### Task objective
Pick out all lines with the word "molding" from the records that follow.

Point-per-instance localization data
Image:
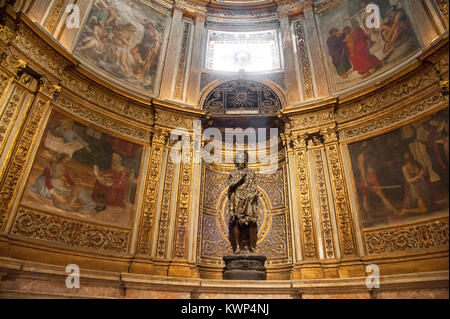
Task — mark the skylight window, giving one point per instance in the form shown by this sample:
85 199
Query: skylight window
250 51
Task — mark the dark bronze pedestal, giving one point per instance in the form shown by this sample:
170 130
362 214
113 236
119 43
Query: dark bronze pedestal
244 267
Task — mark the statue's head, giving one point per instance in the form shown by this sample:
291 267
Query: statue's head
241 160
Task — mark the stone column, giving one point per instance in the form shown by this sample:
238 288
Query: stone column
417 13
151 191
292 76
318 65
193 87
309 267
170 62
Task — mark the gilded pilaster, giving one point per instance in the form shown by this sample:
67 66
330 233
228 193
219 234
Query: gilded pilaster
21 148
340 194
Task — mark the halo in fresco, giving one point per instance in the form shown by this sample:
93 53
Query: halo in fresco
356 53
124 39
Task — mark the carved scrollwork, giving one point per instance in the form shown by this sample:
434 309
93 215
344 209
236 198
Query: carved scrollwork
242 95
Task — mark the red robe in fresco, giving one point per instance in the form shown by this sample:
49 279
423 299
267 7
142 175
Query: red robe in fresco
362 60
115 194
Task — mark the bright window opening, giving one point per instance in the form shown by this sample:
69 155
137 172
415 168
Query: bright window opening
249 51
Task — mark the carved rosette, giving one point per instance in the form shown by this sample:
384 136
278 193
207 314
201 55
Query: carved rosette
304 198
183 208
340 194
20 154
164 220
182 62
151 190
59 230
325 216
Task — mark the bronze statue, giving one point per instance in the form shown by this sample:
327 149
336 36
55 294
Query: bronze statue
243 207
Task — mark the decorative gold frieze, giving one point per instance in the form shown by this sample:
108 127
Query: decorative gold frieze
404 238
443 8
58 230
305 66
312 119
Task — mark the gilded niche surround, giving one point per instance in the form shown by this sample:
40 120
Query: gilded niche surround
318 212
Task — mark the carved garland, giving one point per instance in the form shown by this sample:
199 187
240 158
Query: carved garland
396 117
9 115
179 82
303 59
183 204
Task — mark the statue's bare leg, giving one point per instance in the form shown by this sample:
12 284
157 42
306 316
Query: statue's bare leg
253 236
236 237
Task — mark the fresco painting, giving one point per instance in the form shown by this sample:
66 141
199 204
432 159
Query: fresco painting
403 176
83 173
358 52
123 38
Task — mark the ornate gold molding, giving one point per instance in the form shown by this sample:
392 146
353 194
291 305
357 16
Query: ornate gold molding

### Reply
Task — mark the ornate gold molding, giving one point per instance in the form shown by this sample:
Query: ornate gold molding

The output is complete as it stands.